Can you output every line of the material, from the line containing "As a warehouse robot's perception module, locate blazer lapel" through the end, as a JSON list of strings with one string per line and blank lines omitted?

__Information supplied__.
------------------------------------
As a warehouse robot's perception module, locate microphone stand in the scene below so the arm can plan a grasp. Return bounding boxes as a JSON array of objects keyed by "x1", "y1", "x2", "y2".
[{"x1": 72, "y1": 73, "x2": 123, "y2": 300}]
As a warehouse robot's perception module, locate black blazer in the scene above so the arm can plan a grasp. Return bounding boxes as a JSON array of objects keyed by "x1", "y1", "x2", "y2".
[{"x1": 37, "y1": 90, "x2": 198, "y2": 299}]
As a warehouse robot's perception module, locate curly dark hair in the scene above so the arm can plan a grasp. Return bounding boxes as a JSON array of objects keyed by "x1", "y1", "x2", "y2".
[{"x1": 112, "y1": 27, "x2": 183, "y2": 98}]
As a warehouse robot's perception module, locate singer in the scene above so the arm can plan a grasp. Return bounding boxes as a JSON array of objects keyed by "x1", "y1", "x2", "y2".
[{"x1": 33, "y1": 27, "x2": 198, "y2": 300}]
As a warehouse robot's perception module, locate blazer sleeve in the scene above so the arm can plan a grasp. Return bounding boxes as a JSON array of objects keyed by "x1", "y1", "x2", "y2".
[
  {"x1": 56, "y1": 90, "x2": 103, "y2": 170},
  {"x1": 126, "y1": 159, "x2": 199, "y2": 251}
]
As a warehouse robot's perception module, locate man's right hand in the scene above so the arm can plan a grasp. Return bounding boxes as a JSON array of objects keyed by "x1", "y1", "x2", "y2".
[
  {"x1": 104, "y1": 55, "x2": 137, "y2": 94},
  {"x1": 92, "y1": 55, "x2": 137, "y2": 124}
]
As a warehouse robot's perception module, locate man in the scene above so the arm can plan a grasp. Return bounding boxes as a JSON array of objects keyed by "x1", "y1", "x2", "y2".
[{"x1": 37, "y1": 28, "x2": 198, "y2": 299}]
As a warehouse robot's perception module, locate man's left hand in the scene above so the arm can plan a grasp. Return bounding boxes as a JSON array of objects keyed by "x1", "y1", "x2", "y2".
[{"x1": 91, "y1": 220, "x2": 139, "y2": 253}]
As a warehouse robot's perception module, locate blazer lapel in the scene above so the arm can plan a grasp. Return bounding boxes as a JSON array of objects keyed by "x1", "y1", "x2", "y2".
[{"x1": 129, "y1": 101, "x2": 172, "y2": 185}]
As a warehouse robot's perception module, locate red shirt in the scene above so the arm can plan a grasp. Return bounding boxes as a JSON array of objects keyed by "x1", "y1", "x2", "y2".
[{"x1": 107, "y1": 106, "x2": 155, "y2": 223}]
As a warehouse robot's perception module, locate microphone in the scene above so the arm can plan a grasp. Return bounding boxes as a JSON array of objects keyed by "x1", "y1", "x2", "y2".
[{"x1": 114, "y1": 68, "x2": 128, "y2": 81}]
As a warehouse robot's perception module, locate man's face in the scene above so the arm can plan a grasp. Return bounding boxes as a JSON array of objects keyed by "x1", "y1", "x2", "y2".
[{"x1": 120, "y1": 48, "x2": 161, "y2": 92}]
------------------------------------
__The answer__.
[
  "As a warehouse robot's perception module, locate blazer lapel in the scene above so the arm can plan a grasp. Return bounding boxes as a JSON array of objects keyed by \"x1\", \"y1\", \"x2\", \"y2\".",
  "[{\"x1\": 129, \"y1\": 101, \"x2\": 172, \"y2\": 185}]",
  "As a warehouse robot's perception module, locate red shirt in the scene above so the arm can plan a grasp. Return bounding boxes as a JSON array of objects keyed by \"x1\", \"y1\", \"x2\", \"y2\".",
  "[{\"x1\": 107, \"y1\": 106, \"x2\": 155, \"y2\": 223}]",
  "As a warehouse robot's perception module, locate microphone in the scene above so the arm can plan a grasp. Return bounding boxes as a JSON array of objects keyed by \"x1\", \"y1\", \"x2\", \"y2\".",
  "[{\"x1\": 114, \"y1\": 68, \"x2\": 128, \"y2\": 81}]",
  "As a warehouse robot's perception module, locate man's face in the scene above so the arm can plan a grasp. Return bounding boxes as a JSON array of objects keyed by \"x1\", \"y1\", \"x2\", \"y2\".",
  "[{\"x1\": 120, \"y1\": 48, \"x2\": 161, \"y2\": 92}]"
]